------ Texte de lecture ------

Le temps du déluge

Avec les « fêtes » qui arrivent, c’est le retour des déluges en tout genre. Déluge de dorures, de lumières agressives, de « décorations » plus ou moins supportables, de bouffe, de fric, d’espoir, de désespoir, de promesses et de bilans.

Mais aussi déluge de bêtise (et si je ne tenais pas une rubrique de savoir-vivre, je crois bien que j’aurais employé un autre mot). Dans ce domaine, un numéro récent du Nouvel Observateur atteint des sommets – ou devrais-je dire des abysses ?

C’est un article intitulé « Noël : Les dix (nouveaux) commandements ». En employant inévitablement la formule qui consiste à mettre le verbe au futur à la fin (sur le modèle « ton père et ta mère honoreras »), il s’agit de donner au lecteur médusé d’un hebdomadaire qui autrefois publiait des éditoriaux de Sartre, dix conseils pour passer un Noël branché. On pense bien que l’observatrice attentive et passionnée de la comédie humaine que je suis a été alléchée par le chapeau qui nous promettait de « l’imagination dans le respect des codes ». Allais-je y trouver une nouvelle approche, un renouvellement d’une des périodes les plus ritualisées de l’année ?

------ Données ------

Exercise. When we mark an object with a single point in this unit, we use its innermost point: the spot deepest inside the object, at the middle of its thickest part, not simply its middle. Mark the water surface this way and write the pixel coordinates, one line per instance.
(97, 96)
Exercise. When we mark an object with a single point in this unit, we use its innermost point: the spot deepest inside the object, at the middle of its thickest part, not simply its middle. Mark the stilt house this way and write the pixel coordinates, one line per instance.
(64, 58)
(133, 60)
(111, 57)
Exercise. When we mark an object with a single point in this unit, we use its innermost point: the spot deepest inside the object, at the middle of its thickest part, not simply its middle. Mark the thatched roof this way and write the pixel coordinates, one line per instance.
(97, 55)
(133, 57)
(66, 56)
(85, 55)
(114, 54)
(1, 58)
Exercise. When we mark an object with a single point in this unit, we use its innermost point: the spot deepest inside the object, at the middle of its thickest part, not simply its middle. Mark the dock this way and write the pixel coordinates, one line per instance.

------
------ Données ------

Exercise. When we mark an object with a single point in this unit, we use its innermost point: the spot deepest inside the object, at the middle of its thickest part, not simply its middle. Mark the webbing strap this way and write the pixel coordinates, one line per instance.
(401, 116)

------

Objectif:
Condensez en trois phrases au plus le paragraphe du texte de lecture qui débute par « C’est un article intitulé », sans en perdre les faits principaux.

Résultat:
Un article du Nouvel Observateur intitulé « Noël : Les dix (nouveaux) commandements » donne dix conseils pour passer un Noël branché. Il reprend la formule des commandements, avec le verbe au futur en fin de phrase, dans un hebdomadaire qui publiait autrefois des éditoriaux de Sartre. Alléchée par un chapeau promettant « l’imagination dans le respect des codes », la narratrice espérait y trouver un renouvellement de l’une des périodes les plus ritualisées de l’année.